**TRECHO DO DOCUMENTO:**
• • • • •

Unidade afroamericana
A lição que Malcolm X tirou do hajj foi de que é possível que as diferentes raças convivam pacificamente, e o meio que ele encontrou para isso foi a luta pela libertação nacional. Voltando aos EUA, ele criou duas instituições, a Mesquita Muçulmana Inc., de caráter religioso, agora dentro do Islã sunita, e a Organização pela Unidade Afroamericana (OAAU, na sigla em inglês). A OAAU era inspirada, como o próprio nome mostrava, pela Organização pela Unidade Africana, que congregava os novos governos africanos e os movimentos ainda em luta pela independência.
A Nação do Islã tinha ódio do que considerava a traição de Malcolm X, ainda mais porque tinha perdido uma grande parte dos seus adeptos, e chegou a ameaçar ele. Porém, logo ele percebeu que estava sendo vigiado e perseguido numa escala muito maior do que a Nação do Islã teria condições de fazer.
O governo americano via que o discurso muito mais radical de Malcolm X poderia se tornar uma alternativa diante do pacifismo de Martin Luther King. Os próprios documentos da CIA, revelados anos depois, mostram que o maior medo do governo era o surgimento de um líder negro que
unificasse todo o seu povo numa luta contra o Estado.
Era justamente o que Malcolm X estava começando a fazer, ao pregar a autodefesa, como no seu famoso discurso “The Ballot or the Bullet” (O Voto ou a Bala). Pior ainda, quando ele foi convidado para um debate organizado pelo SWP, o partido trotskista americano, perguntaram o que ele achava do capitalismo. Foi quando ele disse a sua famosa frase “não existe capitalismo sem racismo”, e falou que a maioria dos novos governos africanos pós-independência estavam se aproximando do socialismo, o que era significativo. Por isso, o governo americano decidiu que ele não poderia mais continuar vivo.
Em 21 de fevereiro de 1965, durante uma palestra na Mesquita Muçulmana Inc., ele foi atingido por vários tiros. Foram acusados três integrantes da Nação do Islã, que negaram ter cometido o crime durante o resto de suas vidas.
O legado revolucionário
Como vimos, Malcolm X nunca foi marxista. Mas, mesmo assim, através da sua visão religiosa, ele tocou em temas fundamentais para a destruição do racismo: a necessidade da autodefesa, a solidariedade com os movimentos dos povos oprimidos, a ação de massas etc. Ele morreu prematuramente, então coube aos militantes que vieram depois dele desenvolver as suas ideias de forma consistente.
E foi isso o que aconteceu, logo depois da sua morte e, principalmente, depois do assassinato de Martin Luther King, em 1968, se formaram dezenas de organizações marxistas no movimento pelos direitos civis. A mais importante, lógico, foram os Panteras Negras, que nasceram em 1966, organizando ações de autodefesa em Oakland, e que se tornou a maior organização de extrema esquerda estadunidense depois da Segunda Guerra Mundial.
Como o movimento de massas desencadeado com o assassinato do jovem Michael Brown em Ferguson mostrou, os negros continuam a ser o setor mais dinâmico da classe trabalhadora estadunidense, e o que realiza as ações mais radicalizadas. A eleição de Obama, assim como a de Mandela na década de 1990, mostra ao mundo inteiro a atualidade do dilema colocado por Malcolm X: o voto ou a bala. Ou a ilusão eterna da luta por dentro do sistema ou a batalha para organizar a sua derrubada.

• • • • •

**O QUE FAZER:** Transcreva fielmente, do trecho sobre Malcolm X, a parte que começa nas palavras "O governo americano via" e vai até "contra o Estado.".

**LINHAS DE DADOS:**
• • • • •

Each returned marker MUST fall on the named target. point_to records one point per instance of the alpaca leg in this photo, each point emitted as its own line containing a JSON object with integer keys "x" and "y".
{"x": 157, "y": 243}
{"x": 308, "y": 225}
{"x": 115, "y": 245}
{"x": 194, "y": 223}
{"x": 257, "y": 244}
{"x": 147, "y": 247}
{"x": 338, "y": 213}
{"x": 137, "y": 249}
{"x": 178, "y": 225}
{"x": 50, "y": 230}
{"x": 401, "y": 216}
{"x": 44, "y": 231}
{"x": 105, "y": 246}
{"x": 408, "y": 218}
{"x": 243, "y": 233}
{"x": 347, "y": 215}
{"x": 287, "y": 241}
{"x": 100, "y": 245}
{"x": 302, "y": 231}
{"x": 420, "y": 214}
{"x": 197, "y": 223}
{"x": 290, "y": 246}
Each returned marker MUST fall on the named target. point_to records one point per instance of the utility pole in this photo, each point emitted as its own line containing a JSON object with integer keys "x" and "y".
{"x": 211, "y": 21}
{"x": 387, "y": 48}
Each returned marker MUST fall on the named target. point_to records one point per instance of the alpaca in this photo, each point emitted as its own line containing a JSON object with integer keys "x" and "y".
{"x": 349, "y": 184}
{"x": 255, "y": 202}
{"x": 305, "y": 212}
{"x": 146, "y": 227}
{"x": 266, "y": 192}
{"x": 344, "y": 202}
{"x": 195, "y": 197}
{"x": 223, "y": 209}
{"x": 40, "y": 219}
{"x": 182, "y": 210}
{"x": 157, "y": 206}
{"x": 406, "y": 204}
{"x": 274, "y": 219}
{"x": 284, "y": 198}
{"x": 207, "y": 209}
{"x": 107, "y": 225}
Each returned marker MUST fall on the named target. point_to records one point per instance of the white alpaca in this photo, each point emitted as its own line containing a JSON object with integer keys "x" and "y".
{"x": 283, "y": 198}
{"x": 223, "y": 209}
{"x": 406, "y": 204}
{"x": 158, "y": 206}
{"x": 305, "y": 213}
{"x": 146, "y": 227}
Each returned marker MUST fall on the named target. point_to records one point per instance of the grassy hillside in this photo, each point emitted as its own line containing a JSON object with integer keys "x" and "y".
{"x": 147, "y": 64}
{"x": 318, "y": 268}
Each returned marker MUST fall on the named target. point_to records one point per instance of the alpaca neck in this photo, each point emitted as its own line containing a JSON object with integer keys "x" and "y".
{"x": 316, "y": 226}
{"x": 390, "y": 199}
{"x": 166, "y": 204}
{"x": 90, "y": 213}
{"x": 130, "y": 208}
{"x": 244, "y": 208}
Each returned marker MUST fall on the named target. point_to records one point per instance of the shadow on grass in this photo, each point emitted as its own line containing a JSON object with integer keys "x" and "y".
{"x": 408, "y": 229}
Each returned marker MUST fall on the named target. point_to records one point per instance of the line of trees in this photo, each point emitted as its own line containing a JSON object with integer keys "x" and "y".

• • • • •

**SOLUÇÃO DA TAREFA:**
O governo americano via que o discurso muito mais radical de Malcolm X poderia se tornar uma alternativa diante do pacifismo de Martin Luther King. Os próprios documentos da CIA, revelados anos depois, mostram que o maior medo do governo era o surgimento de um líder negro que
unificasse todo o seu povo numa luta contra o Estado.